====== Materials provided ======

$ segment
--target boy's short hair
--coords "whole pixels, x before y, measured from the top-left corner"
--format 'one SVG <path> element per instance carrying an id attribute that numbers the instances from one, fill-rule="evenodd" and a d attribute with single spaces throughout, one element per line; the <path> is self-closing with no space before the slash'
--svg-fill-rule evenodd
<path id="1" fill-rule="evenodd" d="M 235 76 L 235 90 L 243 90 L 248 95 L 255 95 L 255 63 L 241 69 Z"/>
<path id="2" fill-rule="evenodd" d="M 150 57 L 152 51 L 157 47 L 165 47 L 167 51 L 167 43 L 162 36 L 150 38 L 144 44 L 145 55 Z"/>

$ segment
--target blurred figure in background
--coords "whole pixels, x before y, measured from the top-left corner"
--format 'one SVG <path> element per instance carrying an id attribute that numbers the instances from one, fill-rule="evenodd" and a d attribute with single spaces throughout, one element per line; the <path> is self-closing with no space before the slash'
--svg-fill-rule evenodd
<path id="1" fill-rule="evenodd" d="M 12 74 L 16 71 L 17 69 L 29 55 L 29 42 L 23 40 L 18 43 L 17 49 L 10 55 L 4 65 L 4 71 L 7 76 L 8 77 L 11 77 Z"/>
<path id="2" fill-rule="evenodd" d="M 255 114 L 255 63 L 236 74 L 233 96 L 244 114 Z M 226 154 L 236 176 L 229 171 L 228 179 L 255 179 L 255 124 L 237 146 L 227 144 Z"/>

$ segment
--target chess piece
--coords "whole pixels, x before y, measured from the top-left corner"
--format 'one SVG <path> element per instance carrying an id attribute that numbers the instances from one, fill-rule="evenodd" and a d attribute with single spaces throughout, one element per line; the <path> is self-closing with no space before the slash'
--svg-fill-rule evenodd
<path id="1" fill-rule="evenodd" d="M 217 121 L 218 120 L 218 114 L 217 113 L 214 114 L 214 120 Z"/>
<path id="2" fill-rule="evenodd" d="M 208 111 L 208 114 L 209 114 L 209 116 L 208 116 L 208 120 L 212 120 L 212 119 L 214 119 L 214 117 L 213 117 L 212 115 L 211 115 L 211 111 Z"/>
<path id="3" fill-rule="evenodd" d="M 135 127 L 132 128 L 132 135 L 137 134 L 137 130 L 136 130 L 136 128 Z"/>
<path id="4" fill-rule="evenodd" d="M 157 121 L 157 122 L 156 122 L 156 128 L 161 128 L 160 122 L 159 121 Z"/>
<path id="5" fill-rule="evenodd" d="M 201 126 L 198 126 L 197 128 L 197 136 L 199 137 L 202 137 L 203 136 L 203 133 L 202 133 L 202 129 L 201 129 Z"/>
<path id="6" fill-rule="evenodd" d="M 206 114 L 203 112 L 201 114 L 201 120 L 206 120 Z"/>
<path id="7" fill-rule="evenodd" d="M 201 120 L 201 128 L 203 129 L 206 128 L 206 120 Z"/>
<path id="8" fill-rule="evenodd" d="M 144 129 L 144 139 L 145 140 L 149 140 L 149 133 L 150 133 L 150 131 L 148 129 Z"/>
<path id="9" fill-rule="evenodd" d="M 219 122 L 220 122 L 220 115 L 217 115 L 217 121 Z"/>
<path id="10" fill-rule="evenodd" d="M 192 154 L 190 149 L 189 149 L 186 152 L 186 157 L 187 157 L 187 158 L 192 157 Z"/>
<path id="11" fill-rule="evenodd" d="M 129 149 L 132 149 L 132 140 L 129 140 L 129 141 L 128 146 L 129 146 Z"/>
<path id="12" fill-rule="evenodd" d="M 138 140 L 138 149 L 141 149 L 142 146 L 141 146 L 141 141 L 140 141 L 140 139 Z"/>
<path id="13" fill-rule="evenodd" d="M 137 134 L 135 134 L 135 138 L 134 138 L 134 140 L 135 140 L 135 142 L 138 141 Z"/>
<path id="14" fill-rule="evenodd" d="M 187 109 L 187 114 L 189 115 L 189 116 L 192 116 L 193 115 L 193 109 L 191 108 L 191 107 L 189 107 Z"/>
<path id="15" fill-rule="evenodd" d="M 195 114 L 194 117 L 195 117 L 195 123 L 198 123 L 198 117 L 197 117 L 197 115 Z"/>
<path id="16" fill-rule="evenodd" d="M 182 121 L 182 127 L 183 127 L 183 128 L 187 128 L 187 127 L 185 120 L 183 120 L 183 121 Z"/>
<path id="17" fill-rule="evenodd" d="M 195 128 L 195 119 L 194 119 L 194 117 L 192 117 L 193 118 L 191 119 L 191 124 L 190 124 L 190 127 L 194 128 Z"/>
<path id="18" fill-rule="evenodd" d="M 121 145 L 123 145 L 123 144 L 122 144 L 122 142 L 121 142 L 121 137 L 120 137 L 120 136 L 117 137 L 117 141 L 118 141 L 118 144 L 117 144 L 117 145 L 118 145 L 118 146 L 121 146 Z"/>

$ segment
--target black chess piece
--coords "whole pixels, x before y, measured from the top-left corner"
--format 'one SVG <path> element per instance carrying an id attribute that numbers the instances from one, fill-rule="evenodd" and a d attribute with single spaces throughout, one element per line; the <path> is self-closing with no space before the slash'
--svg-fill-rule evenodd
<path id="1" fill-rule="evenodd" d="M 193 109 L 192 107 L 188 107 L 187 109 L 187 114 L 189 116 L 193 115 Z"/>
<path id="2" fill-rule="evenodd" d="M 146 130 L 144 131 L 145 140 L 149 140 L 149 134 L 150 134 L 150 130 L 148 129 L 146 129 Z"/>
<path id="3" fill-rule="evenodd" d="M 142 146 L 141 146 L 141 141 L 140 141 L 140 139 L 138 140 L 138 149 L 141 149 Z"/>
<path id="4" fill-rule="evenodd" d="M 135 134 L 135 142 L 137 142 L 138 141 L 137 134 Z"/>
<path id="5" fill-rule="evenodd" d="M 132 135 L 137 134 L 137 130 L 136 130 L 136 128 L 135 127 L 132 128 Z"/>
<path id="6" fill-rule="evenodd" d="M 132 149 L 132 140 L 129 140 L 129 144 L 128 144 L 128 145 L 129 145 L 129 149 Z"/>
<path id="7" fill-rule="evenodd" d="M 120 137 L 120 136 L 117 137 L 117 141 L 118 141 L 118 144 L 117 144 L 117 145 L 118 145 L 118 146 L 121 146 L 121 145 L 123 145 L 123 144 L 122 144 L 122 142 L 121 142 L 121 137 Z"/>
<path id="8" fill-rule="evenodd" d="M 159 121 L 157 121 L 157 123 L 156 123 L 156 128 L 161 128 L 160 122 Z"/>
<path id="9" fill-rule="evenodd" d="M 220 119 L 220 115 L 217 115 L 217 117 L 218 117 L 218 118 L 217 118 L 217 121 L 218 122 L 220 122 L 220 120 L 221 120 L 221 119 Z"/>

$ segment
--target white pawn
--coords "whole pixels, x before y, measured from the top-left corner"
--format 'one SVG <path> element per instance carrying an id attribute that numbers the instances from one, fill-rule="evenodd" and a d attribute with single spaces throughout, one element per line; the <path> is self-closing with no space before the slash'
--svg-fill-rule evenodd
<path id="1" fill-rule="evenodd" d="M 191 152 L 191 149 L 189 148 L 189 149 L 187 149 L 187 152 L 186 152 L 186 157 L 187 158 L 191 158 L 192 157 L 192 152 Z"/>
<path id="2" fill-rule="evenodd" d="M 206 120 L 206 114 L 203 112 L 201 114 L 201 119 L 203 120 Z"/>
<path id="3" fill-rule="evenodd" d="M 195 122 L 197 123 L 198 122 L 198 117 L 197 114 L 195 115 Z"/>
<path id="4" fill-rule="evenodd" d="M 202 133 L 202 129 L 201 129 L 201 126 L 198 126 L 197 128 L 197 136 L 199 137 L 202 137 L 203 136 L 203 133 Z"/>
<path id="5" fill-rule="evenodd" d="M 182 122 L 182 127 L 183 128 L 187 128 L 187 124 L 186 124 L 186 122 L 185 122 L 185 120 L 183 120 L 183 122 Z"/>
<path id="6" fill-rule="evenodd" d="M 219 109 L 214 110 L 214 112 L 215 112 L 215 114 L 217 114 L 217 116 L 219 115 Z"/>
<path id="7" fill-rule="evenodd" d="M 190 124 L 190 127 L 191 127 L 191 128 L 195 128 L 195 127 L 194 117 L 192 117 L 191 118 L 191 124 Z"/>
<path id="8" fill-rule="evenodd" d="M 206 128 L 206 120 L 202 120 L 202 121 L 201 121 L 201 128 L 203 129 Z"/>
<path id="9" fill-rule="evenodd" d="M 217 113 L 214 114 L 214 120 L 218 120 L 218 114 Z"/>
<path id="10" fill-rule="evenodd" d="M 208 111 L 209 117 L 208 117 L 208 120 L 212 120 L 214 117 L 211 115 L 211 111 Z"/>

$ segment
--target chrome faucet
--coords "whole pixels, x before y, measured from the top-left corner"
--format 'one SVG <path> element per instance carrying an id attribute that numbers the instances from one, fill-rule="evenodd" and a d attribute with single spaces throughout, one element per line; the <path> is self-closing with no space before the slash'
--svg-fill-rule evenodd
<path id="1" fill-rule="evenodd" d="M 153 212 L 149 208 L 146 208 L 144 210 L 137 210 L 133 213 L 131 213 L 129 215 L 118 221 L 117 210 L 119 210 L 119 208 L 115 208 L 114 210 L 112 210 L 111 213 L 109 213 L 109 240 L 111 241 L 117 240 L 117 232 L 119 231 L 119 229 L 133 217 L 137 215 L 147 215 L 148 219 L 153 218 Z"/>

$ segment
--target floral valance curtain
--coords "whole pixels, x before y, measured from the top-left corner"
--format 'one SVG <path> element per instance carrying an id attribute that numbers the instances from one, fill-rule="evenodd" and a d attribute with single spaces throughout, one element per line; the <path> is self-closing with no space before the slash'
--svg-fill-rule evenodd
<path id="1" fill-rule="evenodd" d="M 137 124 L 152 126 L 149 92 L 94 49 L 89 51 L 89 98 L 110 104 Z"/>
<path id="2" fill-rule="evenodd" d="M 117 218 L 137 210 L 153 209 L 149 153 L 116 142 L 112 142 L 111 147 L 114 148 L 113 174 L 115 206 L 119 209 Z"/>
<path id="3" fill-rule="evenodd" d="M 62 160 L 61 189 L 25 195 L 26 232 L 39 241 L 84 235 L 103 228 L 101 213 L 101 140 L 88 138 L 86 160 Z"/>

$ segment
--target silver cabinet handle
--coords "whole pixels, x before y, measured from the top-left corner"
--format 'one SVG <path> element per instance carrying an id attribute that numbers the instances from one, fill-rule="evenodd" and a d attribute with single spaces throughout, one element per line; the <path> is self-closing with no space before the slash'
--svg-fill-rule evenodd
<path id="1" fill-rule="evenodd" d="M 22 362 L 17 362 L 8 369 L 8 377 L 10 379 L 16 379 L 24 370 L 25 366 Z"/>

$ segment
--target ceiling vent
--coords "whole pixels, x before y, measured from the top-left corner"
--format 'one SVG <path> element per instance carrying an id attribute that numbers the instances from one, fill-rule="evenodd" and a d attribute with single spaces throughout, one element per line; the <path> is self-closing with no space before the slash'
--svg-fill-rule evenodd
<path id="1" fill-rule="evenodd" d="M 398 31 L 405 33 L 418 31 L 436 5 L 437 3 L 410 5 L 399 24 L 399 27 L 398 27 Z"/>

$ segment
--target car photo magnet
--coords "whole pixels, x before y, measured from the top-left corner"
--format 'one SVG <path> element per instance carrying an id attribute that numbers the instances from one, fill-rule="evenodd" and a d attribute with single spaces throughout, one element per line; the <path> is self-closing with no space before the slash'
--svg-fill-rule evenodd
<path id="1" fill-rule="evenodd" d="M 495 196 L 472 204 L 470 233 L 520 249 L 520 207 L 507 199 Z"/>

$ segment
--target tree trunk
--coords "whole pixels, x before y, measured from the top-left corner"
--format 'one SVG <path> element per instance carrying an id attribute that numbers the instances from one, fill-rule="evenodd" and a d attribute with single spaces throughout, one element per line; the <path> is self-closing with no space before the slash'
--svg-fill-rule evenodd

======

§ **To be done**
Resize the outlines from the start of the items to the line with "150 57 L 152", both ends included. Repeat every line, request lines too, with each coordinate in the answers multiplied by 1.1 and rounded to a whole number, halves rounding up.

§ **Exercise output**
$ segment
--target boy's short hair
--coords "whole pixels, x before y, measured from the top-left corner"
--format 'one SVG <path> element per instance carrying an id attribute that numbers the instances from one, fill-rule="evenodd" and a d attribute with single spaces throughout, one element per line; the <path> is self-closing with no space before the slash'
--svg-fill-rule evenodd
<path id="1" fill-rule="evenodd" d="M 259 84 L 259 99 L 267 99 L 273 105 L 281 105 L 281 69 L 265 76 Z"/>
<path id="2" fill-rule="evenodd" d="M 165 63 L 167 56 L 173 52 L 182 52 L 184 56 L 184 47 L 178 40 L 165 42 L 158 48 L 160 61 Z"/>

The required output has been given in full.